= Mliba =

Settlement of Manzini region, Eswatini

Mliba is a town located geographically in the east-central region of Eswatini, situated in the southeastern part of Africa. It is positioned along the MR5 route to the northeast of Manzini, between the towns of Luve and Madlangempisi. The current Chief Madvubane Magagula is the authorized legal figure of the Dvokolwako area, overseeing one royal kraals (umphakatsi) named eSilindzini. On October 22, 2022, at eMvelo lendzala, located around Mliba, the area's new Chief, known as Madubane assumed the role of the area's traditional leader.

Mliba hosts a police station, a Nazarene mission comprising a primary school, a clinic functioning as a healthcare center, and Mliba High School.

The residents of Mliba engage in farming as a long-standing and recognized tradition, primarily involving livestock rearing and cultivation of crops like maize. The area boasts a diverse array of natural resources, including wild plants, birds, flora, rocks, and favorable weather conditions.

__GIVEN ENTRIES__:
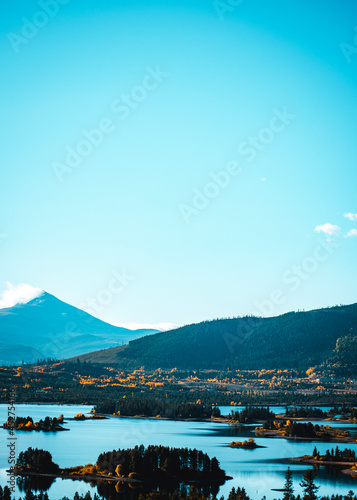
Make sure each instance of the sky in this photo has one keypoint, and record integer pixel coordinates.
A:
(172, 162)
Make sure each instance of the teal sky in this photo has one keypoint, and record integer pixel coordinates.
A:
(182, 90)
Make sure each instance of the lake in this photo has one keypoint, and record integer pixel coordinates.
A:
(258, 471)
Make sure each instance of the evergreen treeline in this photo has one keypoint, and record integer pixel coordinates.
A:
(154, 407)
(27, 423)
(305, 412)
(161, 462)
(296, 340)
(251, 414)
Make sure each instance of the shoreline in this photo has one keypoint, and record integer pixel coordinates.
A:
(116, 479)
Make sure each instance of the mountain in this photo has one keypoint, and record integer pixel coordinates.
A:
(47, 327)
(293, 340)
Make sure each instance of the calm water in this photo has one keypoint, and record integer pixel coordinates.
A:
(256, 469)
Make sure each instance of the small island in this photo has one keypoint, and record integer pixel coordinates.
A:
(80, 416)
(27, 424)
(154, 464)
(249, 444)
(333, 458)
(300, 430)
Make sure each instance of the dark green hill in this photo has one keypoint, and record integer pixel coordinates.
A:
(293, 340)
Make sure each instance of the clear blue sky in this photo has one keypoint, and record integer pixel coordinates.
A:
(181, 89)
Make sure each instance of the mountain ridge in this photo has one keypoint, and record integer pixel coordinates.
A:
--
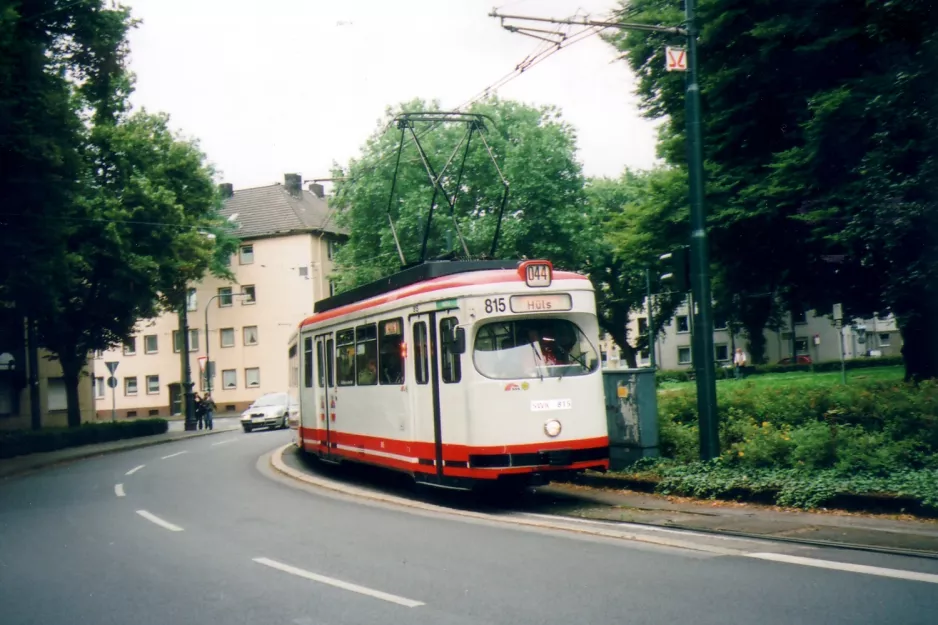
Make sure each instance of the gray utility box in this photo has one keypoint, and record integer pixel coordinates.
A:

__WORK INSTRUCTIONS__:
1) Decide whether each statement agrees with the article on Mliba, answering yes or no and quoting the words of the article that settle it. (a) Mliba lies along the MR5 route to the northeast of Manzini. (b) The area's new chief took up the role in 2021. (c) The Nazarene mission in Mliba includes a primary school.
2) Answer these questions from the article on Mliba.
(a) Between which two towns is Mliba situated?
(b) What does the clinic in Mliba function as?
(c) What does farming in Mliba primarily involve?
3) Reproduce the article on Mliba character for character from "Mliba is a town" to "Mliba High School.".
The entries have no connection to the article on Mliba.

__SOLUTIONS PER TASK__:
1)
(a) Yes: "It is positioned along the MR5 route to the northeast of Manzini"
(b) No: "On October 22, 2022, at eMvelo lendzala, located around Mliba, the area's new Chief, known as Madubane assumed the role of the area's traditional leader."
(c) Yes: "a Nazarene mission comprising a primary school"

2)
(a) Luve and Madlangempisi
(b) A healthcare center
(c) Livestock rearing and cultivation of crops like maize

3)
Mliba is a town located geographically in the east-central region of Eswatini, situated in the southeastern part of Africa. It is positioned along the MR5 route to the northeast of Manzini, between the towns of Luve and Madlangempisi. The current Chief Madvubane Magagula is the authorized legal figure of the Dvokolwako area, overseeing one royal kraals (umphakatsi) named eSilindzini. On October 22, 2022, at eMvelo lendzala, located around Mliba, the area's new Chief, known as Madubane assumed the role of the area's traditional leader.

Mliba hosts a police station, a Nazarene mission comprising a primary school, a clinic functioning as a healthcare center, and Mliba High School.